Region labeling items
::::::::::

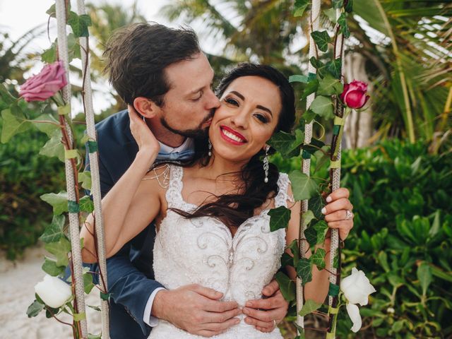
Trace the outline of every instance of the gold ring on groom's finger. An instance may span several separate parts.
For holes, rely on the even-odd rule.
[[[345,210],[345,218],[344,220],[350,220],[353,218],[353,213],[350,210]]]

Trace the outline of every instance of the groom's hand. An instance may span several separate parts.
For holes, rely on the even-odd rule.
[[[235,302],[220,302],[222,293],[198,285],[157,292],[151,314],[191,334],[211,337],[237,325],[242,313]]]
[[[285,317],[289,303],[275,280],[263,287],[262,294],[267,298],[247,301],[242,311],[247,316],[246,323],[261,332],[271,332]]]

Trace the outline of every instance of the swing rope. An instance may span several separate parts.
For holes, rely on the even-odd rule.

::::::::::

* **The problem**:
Please count the lines in the rows above that contain the string "separate", matching case exactly. Reply with the number alone.

* **Solution for this task**:
3